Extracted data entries
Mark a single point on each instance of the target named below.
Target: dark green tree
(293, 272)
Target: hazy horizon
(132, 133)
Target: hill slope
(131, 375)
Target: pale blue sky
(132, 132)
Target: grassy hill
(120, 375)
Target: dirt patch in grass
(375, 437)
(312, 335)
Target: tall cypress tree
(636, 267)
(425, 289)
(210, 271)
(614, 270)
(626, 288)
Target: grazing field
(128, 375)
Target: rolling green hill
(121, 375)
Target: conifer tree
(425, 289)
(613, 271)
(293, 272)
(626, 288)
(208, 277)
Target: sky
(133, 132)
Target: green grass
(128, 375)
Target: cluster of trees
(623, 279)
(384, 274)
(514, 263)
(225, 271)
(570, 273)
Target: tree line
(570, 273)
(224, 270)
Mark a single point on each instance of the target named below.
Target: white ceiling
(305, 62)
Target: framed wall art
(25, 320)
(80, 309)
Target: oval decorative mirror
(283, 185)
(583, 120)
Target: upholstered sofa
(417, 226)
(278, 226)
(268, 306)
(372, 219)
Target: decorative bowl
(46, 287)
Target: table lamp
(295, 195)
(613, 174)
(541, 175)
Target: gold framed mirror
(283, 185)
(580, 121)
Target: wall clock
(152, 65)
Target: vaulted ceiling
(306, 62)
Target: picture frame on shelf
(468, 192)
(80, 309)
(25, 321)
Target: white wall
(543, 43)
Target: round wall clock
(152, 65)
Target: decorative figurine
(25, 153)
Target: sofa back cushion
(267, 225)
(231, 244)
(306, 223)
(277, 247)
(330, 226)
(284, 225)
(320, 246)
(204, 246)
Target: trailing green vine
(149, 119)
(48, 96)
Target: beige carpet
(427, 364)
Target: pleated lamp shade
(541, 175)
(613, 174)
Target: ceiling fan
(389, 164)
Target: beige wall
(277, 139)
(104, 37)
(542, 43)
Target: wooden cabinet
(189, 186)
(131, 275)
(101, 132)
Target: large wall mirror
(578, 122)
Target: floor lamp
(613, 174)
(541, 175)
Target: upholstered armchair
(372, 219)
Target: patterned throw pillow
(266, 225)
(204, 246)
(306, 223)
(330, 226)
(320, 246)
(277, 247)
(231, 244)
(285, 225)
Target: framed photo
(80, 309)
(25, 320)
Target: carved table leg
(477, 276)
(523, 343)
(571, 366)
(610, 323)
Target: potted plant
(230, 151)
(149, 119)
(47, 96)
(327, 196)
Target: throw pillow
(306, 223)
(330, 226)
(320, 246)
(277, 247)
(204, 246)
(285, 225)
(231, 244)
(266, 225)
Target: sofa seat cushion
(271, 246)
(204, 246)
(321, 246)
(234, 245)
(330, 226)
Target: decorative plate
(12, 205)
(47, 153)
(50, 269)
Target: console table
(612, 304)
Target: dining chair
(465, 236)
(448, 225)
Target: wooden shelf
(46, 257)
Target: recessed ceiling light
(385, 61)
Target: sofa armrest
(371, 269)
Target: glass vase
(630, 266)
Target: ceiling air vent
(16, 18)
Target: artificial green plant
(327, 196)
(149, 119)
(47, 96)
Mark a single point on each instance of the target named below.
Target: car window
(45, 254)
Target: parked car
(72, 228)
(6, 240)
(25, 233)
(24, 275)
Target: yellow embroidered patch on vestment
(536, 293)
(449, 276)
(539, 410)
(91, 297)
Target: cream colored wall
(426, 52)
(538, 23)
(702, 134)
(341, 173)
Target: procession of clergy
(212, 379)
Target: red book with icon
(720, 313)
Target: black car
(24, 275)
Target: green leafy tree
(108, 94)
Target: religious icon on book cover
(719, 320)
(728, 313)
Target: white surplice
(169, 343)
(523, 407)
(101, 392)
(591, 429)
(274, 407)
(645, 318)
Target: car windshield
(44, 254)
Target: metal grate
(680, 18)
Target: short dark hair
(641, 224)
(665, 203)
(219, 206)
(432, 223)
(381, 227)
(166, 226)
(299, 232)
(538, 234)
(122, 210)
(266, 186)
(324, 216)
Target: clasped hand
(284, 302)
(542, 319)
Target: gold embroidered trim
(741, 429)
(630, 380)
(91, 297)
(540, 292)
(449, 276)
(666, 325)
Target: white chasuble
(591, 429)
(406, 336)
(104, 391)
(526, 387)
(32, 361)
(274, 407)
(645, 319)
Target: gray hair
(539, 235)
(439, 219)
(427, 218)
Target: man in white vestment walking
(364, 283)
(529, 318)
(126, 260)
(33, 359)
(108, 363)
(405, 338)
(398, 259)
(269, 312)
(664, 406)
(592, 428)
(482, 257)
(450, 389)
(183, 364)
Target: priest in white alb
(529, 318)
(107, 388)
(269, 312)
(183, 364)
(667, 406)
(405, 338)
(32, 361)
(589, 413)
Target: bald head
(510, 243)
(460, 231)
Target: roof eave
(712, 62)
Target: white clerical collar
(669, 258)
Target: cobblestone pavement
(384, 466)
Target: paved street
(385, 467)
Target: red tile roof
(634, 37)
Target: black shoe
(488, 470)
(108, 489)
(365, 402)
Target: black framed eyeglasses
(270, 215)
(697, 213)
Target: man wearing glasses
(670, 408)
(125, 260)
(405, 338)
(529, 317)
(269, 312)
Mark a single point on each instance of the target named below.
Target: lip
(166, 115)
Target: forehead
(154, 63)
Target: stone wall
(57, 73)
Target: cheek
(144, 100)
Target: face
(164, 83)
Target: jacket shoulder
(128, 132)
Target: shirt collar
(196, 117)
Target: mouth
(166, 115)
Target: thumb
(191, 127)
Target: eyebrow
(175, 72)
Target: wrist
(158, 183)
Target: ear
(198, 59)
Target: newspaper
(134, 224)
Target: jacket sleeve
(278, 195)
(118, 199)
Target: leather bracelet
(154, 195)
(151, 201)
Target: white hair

_Task item_
The answer must be the line containing "Target: cheek" and every line after it to the end of the data, exactly as written.

_Answer section_
Target: cheek
(144, 100)
Target: face
(164, 83)
Target: jacket shoulder
(128, 132)
Target: shirt collar
(196, 117)
Target: mouth
(166, 115)
Target: thumb
(191, 127)
Target: eyebrow
(175, 72)
Target: wrist
(158, 183)
Target: ear
(198, 59)
Target: newspaper
(134, 224)
Target: jacket sleeve
(278, 195)
(118, 199)
Target: leather bracelet
(154, 195)
(151, 201)
Target: white hair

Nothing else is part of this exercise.